Exercise:
Filter the records, keeping every line that has the string "distant".

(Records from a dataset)
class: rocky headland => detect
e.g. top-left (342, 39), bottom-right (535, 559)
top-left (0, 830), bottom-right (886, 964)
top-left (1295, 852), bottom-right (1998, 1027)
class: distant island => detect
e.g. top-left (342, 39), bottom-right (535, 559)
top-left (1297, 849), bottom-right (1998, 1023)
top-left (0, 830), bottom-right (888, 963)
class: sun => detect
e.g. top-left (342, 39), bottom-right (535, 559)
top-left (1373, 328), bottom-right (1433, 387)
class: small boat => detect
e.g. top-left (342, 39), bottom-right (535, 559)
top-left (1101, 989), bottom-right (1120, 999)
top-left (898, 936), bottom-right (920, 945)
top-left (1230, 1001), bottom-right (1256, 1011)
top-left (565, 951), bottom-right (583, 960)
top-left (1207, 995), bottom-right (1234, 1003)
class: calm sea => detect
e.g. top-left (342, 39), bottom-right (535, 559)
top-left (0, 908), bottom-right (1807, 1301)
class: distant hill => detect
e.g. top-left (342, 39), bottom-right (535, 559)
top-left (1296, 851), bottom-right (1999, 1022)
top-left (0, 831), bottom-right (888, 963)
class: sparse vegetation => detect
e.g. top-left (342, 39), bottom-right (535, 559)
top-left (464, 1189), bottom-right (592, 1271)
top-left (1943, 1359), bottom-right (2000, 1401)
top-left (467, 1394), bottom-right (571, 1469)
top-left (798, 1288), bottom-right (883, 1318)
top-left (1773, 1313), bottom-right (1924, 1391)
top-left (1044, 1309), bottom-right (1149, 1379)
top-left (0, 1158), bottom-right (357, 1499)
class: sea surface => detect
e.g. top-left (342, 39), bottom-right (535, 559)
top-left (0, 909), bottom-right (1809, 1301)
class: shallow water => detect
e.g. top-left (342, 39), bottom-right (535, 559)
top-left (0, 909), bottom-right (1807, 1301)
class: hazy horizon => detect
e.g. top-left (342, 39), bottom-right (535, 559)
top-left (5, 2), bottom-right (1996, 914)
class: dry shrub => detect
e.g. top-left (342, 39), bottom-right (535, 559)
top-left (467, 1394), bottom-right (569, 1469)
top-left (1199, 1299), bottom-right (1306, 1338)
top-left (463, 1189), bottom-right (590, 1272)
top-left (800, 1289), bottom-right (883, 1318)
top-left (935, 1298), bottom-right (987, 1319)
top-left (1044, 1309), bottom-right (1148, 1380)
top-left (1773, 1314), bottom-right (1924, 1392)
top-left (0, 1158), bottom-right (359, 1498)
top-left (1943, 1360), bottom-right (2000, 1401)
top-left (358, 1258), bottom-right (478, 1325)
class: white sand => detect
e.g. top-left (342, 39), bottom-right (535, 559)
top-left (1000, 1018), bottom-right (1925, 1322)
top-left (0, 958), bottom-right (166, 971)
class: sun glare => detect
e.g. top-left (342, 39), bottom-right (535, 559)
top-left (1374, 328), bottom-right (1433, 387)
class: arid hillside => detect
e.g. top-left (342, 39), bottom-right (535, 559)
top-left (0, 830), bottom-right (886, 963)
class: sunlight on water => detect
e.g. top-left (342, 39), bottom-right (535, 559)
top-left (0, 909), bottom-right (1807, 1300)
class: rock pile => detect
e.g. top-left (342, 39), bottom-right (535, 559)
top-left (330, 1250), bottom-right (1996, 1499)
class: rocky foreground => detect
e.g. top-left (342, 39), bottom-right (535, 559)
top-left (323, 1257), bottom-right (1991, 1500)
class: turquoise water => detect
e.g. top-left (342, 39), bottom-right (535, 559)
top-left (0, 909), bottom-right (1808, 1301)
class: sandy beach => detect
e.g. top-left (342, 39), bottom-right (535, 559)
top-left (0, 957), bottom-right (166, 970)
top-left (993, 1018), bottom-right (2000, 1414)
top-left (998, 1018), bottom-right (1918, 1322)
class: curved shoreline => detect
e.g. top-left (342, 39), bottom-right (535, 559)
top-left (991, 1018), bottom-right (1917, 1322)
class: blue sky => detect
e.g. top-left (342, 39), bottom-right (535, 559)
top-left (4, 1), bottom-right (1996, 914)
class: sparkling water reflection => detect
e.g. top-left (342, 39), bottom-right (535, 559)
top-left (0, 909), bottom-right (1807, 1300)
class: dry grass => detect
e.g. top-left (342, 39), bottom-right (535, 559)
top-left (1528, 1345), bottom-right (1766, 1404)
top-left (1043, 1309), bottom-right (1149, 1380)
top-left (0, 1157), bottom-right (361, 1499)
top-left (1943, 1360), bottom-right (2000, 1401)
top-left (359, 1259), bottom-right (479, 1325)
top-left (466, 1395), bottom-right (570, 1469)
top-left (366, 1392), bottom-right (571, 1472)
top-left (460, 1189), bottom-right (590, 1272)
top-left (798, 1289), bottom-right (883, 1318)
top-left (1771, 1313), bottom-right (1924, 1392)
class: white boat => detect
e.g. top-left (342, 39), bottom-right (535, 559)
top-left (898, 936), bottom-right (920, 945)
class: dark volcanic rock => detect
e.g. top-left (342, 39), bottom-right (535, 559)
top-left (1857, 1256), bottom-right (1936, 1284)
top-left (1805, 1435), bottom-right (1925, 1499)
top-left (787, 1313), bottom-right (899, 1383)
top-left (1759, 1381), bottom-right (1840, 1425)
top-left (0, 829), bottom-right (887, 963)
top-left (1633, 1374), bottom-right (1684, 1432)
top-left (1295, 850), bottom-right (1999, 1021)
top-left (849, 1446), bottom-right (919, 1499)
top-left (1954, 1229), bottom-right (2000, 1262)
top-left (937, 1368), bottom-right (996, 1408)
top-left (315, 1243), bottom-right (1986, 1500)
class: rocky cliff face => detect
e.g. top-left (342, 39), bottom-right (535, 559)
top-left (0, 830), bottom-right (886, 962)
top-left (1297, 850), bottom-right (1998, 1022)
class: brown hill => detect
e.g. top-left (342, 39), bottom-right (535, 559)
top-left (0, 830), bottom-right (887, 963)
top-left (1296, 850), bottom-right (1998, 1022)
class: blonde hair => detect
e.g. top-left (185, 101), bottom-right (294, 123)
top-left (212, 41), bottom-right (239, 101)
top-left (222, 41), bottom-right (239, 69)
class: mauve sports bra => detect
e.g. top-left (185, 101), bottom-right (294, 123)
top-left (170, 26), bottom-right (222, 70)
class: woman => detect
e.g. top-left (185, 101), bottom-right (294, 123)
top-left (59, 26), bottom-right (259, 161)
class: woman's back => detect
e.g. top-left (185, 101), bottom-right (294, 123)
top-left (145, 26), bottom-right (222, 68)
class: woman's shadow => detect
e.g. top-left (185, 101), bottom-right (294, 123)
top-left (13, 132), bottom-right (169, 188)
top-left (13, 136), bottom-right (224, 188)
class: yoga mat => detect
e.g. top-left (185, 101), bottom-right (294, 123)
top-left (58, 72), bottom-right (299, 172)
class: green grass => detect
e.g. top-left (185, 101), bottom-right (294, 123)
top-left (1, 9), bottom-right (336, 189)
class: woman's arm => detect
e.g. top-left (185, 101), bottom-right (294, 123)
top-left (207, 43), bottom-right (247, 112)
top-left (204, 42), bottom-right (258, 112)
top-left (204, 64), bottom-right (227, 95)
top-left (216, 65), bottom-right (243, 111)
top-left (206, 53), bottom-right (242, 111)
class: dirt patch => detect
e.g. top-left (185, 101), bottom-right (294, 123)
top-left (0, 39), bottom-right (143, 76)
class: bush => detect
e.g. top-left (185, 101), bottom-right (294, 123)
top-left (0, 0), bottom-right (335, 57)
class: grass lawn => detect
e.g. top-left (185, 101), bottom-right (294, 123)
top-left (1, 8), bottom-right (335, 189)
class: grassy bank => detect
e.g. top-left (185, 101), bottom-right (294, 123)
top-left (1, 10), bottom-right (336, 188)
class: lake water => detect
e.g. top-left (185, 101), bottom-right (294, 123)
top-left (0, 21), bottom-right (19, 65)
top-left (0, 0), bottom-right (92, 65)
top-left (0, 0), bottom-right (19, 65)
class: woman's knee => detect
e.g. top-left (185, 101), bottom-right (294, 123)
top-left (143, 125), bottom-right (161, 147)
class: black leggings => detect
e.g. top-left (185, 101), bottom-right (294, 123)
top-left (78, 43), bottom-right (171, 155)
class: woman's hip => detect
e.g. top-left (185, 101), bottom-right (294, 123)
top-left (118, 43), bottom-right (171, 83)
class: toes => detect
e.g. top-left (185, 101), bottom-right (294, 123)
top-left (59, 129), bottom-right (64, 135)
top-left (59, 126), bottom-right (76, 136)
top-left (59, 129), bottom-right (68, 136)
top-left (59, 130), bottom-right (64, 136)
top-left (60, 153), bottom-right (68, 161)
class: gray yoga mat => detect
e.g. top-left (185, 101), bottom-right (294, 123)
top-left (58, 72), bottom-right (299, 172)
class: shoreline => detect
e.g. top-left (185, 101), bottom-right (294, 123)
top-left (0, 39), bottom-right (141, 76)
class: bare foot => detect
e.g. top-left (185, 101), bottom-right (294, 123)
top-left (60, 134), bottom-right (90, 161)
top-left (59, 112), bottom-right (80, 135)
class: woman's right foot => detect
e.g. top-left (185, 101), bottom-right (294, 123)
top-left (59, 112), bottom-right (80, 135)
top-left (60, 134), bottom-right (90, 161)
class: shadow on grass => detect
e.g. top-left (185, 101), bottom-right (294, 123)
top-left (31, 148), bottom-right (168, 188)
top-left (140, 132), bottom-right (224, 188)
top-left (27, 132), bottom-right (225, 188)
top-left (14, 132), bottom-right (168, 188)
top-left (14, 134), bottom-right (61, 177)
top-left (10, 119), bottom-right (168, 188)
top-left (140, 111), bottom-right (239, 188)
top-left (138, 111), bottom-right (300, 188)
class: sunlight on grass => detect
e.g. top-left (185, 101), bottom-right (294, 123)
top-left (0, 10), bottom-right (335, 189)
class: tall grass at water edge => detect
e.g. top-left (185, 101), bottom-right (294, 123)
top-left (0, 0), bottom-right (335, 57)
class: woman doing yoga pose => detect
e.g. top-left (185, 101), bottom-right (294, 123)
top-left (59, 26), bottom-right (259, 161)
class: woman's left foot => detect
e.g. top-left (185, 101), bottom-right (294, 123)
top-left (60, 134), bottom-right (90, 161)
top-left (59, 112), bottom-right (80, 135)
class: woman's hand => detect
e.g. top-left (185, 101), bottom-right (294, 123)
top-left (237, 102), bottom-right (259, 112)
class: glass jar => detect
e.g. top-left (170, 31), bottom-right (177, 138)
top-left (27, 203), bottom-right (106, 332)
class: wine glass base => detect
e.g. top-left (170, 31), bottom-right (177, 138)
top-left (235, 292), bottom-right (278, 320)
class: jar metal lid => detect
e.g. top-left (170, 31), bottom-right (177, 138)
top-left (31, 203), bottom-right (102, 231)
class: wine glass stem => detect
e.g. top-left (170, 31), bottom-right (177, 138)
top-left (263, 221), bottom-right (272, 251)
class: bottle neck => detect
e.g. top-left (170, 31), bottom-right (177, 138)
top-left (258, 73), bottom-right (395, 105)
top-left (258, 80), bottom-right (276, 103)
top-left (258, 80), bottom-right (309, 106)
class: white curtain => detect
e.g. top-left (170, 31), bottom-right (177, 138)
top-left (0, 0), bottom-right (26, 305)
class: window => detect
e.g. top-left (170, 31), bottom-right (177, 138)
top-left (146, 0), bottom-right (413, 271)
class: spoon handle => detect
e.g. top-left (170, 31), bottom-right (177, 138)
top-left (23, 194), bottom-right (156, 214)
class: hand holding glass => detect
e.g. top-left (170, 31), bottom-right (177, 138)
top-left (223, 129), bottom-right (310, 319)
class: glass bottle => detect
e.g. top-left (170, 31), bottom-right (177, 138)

Answer section:
class: distant island => detect
class: distant hill => detect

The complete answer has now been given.